ARTICLE start

Checks whether the most recent job run on a dataset succeeded or failed.

Rule component Description Example options Required?
Severity Severity of check failure Moderate, Critical Y
Escalate Whether to escalate severity after consecutive failures Y, N N
Notes Add a note to provide additional context Text N
Issues Automatically create an issue when this check fails Y, N N

A job status check triggers independently from the build that causes the dataset to be refreshed or created. In other words, should the concerned dataset be the ultimate output of a given build or not, the job status check will run for each and every build of a particular dataset.

When to use job status, build status, or schedule status checks

In general it is recommended that all schedules have schedule status checks. If your schedule already has a schedule status check, installing job status checks on other datasets built by the same schedule is not recommended, as any job failing on the schedule will trigger a schedule status check.

Use a job status check with intermediate datasets if you want to check whether the dataset got updated, regardless of whether other datasets in the build were successfully updated. If needed, use a build status check if the dataset is a build output and you want to check that the entire build and all datasets, including this dataset, succeeded.

Build status and job status will be equivalent if the dataset is the only output of a build. They may differ if the dataset is an intermediate dataset or if the build has multiple outputs, and the job on the dataset succeeds (or does not run), but other jobs in the build fail and cause the build to fail.

Sync status

Checks whether the most recent sync of the dataset to another database succeeded or failed.

Rule component Description Example options Required?
Sync destination Which sync of the dataset to monitor, relevant especially when the dataset syncs to multiple destinations. phonograph2-cache-worker, jdbc-worker Y
Severity Severity of check failure Moderate, Critical Y
Escalate Whether to escalate severity after consecutive failures Y, N N
Notes Add a note to provide additional context Text N
Issues Automatically create an issue when this check fails Y, N N

Time checks

Build duration

Checks whether the total time a build takes to complete meets some threshold.

Rule component Description Example options Required?
Build duration Total time a build takes to complete (in days, minutes, or hours) Between 1 and 2, Greater than or equal to 1, Less than or equal to 1, Equal to 1 N
Median deviation Difference (in approximate standard deviations) from the median time to complete recent builds 1 Standard deviations, 10 Recent builds N
Severity Severity of check failure Moderate, Critical Y
Notes Add a note to provide additional context Text N
Issues Automatically create an issue when this check fails Y, N N

As for the build status check, the build duration check will only be updated for the terminal output of the build. The intermediate datasets that are part of a larger build and have a build duration check attached to them will not be updated.

ARTICLE end

EXERCISE TASK 1 :: Retype the health check documentation starting at "As for the build" and ending at "not be updated.".
EXERCISE TASK 2 :: Summarize the health check documentation in two sentences.
EXERCISE TASK 3 :: Carry on the health check documentation from its last sentence.

DATASET EXTRACT start

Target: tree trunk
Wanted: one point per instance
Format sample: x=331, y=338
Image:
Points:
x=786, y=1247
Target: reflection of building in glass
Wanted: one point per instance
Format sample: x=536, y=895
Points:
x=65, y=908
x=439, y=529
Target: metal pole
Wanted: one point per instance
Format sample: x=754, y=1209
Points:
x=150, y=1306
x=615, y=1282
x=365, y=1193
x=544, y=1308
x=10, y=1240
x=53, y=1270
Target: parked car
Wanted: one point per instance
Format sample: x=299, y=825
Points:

DATASET EXTRACT end

WRITTEN REPLY 1 ::
As for the build status check, the build duration check will only be updated for the terminal output of the build. The intermediate datasets that are part of a larger build and have a build duration check attached to them will not be updated.

WRITTEN REPLY 2 :: A job status check reports whether the latest job run on a dataset succeeded or failed, and it runs for every build of that dataset whether or not the dataset is the build's final output. A sync status check monitors the most recent sync of a dataset to another database, while a build duration check tests a build's total time against a threshold and updates only for the build's terminal output.

WRITTEN REPLY 3 ::
Data freshness

Checks the time of the latest transaction on a dataset against the maximum value of a timestamp column. If the timestamp in the column represents when the row was added, this can be used to measure exact data freshness.

Rule component Description Example options Required?
Column name Column name of the column containing the time of the last update. LAST_UPDATED Y
Freshness range Time range during which to consider the column's latest data as "fresh" (in days, minutes, or hours) Between 1 and 2, Greater than or equal to 1, Less than or equal to 1, Equal to 1 Y
Severity Severity of check failure Moderate, Critical Y
Notes Add a note to provide additional context Text N
Issues Automatically create an issue when this check fails Y, N N

Sync duration

Checks whether the total time a sync takes to complete meets some threshold.

Rule component Description Example options Required?
Sync destination Which sync of the dataset to monitor, relevant especially when the dataset syncs to multiple destinations. phonograph2-cache-worker, jdbc-worker Y
Sync duration Total time a sync takes to complete (in days, minutes, or hours) Between 1 and 2, Greater than or equal to 1, Less than or equal to 1, Equal to 1 N
Median deviation Difference (in approximate standard deviations) from the median time to complete recent syncs 1 Standard deviations, 10 Recent builds N
Severity Severity of check failure Moderate, Critical Y
Notes Add a note to provide additional context Text N
Issues Automatically create an issue when this check fails Y, N N

Sync freshness

Checks the time of the latest sync of a dataset against the maximum value of a datetime column. If the timestamp in the column represents when the row was added, this can be used to measure exact data freshness.

Rule component Description Example options Required?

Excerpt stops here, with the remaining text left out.